** BEGIN ENTRIES SUPPLIED **
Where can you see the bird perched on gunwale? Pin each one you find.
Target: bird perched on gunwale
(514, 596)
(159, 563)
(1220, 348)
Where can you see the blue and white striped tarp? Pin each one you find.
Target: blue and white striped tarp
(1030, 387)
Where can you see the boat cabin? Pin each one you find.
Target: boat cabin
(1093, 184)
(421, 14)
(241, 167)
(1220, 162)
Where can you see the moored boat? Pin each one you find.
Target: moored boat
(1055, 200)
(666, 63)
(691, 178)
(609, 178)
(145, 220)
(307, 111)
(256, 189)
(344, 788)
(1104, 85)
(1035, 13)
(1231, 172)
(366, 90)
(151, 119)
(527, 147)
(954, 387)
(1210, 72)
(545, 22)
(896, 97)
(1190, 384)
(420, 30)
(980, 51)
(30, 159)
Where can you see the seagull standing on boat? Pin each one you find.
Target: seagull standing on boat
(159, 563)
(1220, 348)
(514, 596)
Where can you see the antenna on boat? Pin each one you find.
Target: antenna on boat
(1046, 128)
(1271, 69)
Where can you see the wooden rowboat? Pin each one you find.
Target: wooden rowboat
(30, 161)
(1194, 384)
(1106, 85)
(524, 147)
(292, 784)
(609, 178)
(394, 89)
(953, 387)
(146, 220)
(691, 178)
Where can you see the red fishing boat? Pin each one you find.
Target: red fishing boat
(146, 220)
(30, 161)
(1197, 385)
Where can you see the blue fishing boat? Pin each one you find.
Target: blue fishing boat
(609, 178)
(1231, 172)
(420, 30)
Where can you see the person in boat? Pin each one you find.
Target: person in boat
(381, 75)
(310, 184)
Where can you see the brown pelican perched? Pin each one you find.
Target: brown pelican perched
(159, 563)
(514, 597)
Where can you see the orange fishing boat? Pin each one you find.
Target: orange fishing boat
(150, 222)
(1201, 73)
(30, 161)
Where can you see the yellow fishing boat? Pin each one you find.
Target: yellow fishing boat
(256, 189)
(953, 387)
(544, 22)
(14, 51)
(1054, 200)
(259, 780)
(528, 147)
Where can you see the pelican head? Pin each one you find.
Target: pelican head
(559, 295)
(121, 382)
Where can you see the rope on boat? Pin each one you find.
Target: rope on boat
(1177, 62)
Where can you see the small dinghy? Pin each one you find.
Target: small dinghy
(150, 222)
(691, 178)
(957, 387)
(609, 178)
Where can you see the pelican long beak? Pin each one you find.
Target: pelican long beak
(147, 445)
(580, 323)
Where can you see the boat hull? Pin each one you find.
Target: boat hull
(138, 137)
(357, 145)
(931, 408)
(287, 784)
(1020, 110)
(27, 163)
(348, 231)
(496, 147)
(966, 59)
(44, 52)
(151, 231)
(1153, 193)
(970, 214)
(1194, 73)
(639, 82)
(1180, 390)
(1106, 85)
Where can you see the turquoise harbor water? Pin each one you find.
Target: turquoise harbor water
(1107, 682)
** END ENTRIES SUPPLIED **
WHAT THE TASK REQUIRES>
Retype the records word for word, starting at the line that contains "Where can you see the turquoise" and ending at the last line of the records, with both of those lines included.

ANSWER BELOW>
Where can you see the turquoise harbor water? Pin each one you find.
Target: turquoise harbor water
(1107, 682)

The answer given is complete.